# La Rosa de los Angeles (Rosangelus), sus primeros amables 1000!



## heidita

Tengo el gran placer de abrirle el hilo a la Rosa más amable del foro. Ella escribió esto hace no mucho:



> ojala yo en mis tres mil tenga tantos amigos


 

Pues no sé en los tres mil, ¡pero en los mil se te acumula el trabajo, Rosita!

Además, debes saber que mi nombre también es Rosa y que mi madre me sigue llamando Rosita (Röslein) que causará grandes risotadas entre los amigos.

De todas formas, sigue compartiendo con nosotros tus días, para tu felicitación solo te faltan amigos como estos y muuuuuuchos besos.

HERZLICHEN GLÜCKWUNSCH!


----------



## totor

ROSANGELUS said:


> ojala yo en mis tres mil tenga tantos amigos



pues ya has empezado a tenerlos, rosa.

*¡un beso fuerte para la simpática caraqueña!*​


----------



## Rayines

*¡¡Mil felicitaciones, Rosa, por tus mensajes siempre cálidos y atinados!! .*


----------



## frida-nc

¡Muy bien hecho y bien dicho todo lo que haces y dices!
Es un placer tenerte con nosotros en la gran aventura del foro.
Un abrazo.


----------



## TraductoraPobleSec

Rosa, querida,

siempre es un placer encontrarte por estas latitudes virtuales . Tus posts son de lo más simpático: siempre me hacen sonreír y muchas veces, reír (¡incluso a carcajadas!) . No nos dejes jamás... ¡o me enfado! . Asimismo, contigo siempre aprendo un montón acerca del español de tu país. *Eres un tesoro.*

Un saludo y muchos besos desde el Mediterráneo a la linda Venezuela .

TPS


----------



## krolaina

*¡¡MUCHAS FELICIDADES ROSITA!!*

*Es tan fácil tenerte cariño...siempre tan dispuesta, tan simpática, tan cariñosa y amable. Muchas gracias por tu cariño y por esos 1000 fantásticos post!*

*Tengo un regalito para tí. Sigue así, Rosita linda.*

*Uy, una amiga tuya me pide paso para saludarte y darte otro regalito... *


----------



## Antpax

Muchas Felicidades Rosa, por tus 1000 perlas de sabiduría y cariño.

Un abrazo muy fuerte.

Ant


----------



## Soledad Medina

¡Muchísimas felicidades!!!  Que cumplas muchos más valiosos aportes.

-------------------------

CONSIGNA:
Imprime sin cambios un fragmento del hilo de felicitación: empieza en las palabras que contienen "Pues no sé en" y detente después de "entre los amigos.".

-------------------------

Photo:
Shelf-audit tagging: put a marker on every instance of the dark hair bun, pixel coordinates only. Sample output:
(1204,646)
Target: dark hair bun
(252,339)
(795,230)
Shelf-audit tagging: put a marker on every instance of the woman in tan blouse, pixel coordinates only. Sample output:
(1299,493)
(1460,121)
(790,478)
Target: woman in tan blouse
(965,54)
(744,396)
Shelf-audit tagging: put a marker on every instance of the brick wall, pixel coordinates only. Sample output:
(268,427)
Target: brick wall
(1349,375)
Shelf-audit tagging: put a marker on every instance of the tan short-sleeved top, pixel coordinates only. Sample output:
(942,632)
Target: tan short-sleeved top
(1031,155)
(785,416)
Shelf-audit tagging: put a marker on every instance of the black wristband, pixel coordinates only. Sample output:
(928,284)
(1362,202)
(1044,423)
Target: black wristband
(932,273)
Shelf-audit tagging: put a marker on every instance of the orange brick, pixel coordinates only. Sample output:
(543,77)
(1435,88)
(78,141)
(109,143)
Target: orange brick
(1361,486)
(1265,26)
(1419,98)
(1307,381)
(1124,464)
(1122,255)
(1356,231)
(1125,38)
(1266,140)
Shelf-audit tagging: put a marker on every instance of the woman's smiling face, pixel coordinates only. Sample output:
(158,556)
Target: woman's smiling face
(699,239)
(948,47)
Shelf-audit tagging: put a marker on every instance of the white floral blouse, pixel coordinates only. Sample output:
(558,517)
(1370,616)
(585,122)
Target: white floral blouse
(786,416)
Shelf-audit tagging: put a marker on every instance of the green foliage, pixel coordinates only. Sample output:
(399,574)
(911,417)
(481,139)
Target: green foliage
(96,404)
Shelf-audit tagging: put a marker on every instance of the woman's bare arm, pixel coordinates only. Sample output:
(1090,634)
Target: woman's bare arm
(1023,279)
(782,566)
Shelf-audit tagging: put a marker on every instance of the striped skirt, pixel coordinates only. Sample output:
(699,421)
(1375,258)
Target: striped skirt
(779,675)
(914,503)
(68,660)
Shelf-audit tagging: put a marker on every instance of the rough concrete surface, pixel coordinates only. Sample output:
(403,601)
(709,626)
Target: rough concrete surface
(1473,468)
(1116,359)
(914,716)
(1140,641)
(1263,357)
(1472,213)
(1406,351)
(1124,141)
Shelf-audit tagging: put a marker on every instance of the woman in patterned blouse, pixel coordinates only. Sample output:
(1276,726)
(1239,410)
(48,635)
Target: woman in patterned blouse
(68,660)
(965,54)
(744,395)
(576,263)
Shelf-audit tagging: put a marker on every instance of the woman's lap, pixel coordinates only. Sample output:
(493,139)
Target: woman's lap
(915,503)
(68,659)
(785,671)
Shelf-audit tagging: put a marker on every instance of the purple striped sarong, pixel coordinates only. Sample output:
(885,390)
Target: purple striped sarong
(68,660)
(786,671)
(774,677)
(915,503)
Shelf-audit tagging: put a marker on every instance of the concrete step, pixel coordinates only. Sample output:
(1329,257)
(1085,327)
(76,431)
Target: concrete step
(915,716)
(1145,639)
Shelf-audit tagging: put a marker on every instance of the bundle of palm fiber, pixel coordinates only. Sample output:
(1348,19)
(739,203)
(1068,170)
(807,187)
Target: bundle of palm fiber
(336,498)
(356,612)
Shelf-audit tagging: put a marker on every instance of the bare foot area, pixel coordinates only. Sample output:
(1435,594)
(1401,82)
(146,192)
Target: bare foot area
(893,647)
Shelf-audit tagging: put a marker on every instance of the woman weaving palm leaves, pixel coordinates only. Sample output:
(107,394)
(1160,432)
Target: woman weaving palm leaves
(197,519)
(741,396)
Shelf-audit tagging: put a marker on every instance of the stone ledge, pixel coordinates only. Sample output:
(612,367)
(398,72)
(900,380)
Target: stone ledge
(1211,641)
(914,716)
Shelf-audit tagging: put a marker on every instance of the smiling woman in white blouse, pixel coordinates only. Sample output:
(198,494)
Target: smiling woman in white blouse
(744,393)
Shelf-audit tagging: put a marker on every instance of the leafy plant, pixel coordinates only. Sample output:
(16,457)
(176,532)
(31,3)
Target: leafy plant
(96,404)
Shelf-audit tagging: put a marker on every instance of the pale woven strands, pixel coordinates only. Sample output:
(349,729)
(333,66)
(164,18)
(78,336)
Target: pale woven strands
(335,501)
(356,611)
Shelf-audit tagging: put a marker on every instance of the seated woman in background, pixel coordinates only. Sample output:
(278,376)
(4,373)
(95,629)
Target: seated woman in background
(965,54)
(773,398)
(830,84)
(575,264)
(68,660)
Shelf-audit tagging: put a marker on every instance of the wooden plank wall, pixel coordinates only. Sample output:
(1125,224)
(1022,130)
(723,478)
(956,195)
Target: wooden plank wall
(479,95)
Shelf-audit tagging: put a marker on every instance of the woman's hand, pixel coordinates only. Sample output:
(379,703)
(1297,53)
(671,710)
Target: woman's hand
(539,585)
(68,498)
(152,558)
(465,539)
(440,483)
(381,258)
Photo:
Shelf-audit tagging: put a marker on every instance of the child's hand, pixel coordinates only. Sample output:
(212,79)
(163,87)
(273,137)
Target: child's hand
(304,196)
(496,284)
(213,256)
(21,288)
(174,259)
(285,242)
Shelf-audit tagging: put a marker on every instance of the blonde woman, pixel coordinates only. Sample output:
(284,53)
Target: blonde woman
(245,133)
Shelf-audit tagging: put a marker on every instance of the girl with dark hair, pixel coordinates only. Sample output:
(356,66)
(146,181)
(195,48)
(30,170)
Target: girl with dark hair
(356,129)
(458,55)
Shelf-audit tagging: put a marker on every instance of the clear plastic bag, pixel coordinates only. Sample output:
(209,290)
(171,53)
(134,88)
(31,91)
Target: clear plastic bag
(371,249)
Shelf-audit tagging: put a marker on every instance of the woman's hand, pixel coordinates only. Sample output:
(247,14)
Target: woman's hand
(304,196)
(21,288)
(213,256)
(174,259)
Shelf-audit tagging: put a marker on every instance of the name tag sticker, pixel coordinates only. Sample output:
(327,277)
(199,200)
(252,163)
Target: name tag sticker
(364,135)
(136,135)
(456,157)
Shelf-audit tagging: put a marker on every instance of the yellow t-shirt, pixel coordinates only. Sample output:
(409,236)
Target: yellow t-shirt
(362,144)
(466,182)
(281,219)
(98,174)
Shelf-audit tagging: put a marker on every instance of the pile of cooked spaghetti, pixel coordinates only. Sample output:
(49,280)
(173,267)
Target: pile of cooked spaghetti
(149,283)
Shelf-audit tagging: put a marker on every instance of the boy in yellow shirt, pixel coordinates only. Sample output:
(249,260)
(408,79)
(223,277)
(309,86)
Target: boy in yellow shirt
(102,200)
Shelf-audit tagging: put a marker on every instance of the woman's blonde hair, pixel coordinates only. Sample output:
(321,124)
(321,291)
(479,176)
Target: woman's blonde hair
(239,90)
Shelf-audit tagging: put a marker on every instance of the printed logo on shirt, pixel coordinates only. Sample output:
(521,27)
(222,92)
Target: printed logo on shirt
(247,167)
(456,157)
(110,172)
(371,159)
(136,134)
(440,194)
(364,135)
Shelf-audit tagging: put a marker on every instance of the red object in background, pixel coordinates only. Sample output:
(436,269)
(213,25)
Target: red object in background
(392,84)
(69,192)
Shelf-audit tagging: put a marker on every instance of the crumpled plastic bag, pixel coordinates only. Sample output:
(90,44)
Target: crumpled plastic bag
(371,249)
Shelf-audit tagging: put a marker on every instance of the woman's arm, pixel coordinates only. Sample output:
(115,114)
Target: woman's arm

-------------------------

SOLUCIÓN DESARROLLADA:
Pues no sé en los tres mil, ¡pero en los mil se te acumula el trabajo, Rosita!

Además, debes saber que mi nombre también es Rosa y que mi madre me sigue llamando Rosita (Röslein) que causará grandes risotadas entre los amigos.